# Start of Text provided

LanceDB with Hyrax#
This notebook creates a small LanceDB database with two tables and reads one selected table with LanceDBDataset.
[1]:
from pathlib import Path
import lancedb
import pyarrow as pa
import hyrax
[2]:
db_path = Path("./random_lancedb")
db = lancedb.connect(str(db_path))
observations = pa.table(
{
"object_id": ["obj_0", "obj_1", "obj_2"],
"flux": [10.2, 11.4, 9.8],
"redshift": [0.12, 0.44, 0.31],
}
)
db.create_table("observations", observations, mode="overwrite")
calibration = pa.table(
{
"object_id": ["cal_0", "cal_1"],
"zeropoint": [25.1, 25.3],
}
)
db.create_table("calibration", calibration, mode="overwrite")
[2026-05-18T21:37:00Z WARN lance::dataset::write::insert] No existing dataset at /home/docs/checkouts/readthedocs.org/user_builds/hyrax/checkouts/v0.8.3/docs/notebooks/random_lancedb/observations.lance, it will be created
[2026-05-18T21:37:00Z WARN lance::dataset::write::insert] No existing dataset at /home/docs/checkouts/readthedocs.org/user_builds/hyrax/checkouts/v0.8.3/docs/notebooks/random_lancedb/calibration.lance, it will be created
[2]:
LanceTable(name='calibration', version=1, _conn=LanceDBConnection(uri='/home/docs/checkouts/readthedocs.org/user_builds/hyrax/checkouts/v0.8.3/docs/notebooks/random_lancedb'))
[3]:
h = hyrax.Hyrax()
h.config["data_set"]["LanceDBDataset"]["table_name"] = "observations"
h.config["data_request"] = {
"infer": {
"lance": {
"dataset_class": "LanceDBDataset",
"data_location": str(db_path),
"primary_id_field": "object_id",
"fields": ["object_id", "flux", "redshift"],
}
}
}
prepared = h.prepare()
[2026-05-18 21:37:00,592 hyrax.verbs.prepare:INFO] Finished Prepare
[4]:
prepared["infer"][0]["lance"]
[4]:
{'object_id': 'obj_0', 'flux': 10.2, 'redshift': 0.12}

# End of Text provided
# Start of Extracted records

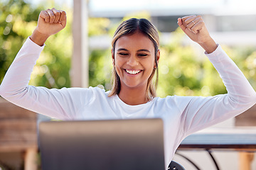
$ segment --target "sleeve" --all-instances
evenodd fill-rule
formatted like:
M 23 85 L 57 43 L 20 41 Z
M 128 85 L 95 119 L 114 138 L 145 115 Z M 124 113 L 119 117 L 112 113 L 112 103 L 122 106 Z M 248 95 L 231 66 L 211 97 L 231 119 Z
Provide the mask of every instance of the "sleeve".
M 184 137 L 233 118 L 256 103 L 255 90 L 220 45 L 213 52 L 206 55 L 219 73 L 228 94 L 210 97 L 183 97 L 176 100 L 181 113 L 181 125 Z
M 79 106 L 90 102 L 93 90 L 82 88 L 48 89 L 29 86 L 33 68 L 43 47 L 29 38 L 18 52 L 0 86 L 0 95 L 10 102 L 52 118 L 72 120 Z M 86 95 L 85 95 L 86 94 Z M 88 99 L 89 98 L 89 99 Z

# End of Extracted records

Task statement >> Transcribe the stretch of the LanceDB notebook from "LanceDB with Hyrax#" through "db = lancedb.connect(str(db_path))".

Final result >>
LanceDB with Hyrax#
This notebook creates a small LanceDB database with two tables and reads one selected table with LanceDBDataset.
[1]:
from pathlib import Path
import lancedb
import pyarrow as pa
import hyrax
[2]:
db_path = Path("./random_lancedb")
db = lancedb.connect(str(db_path))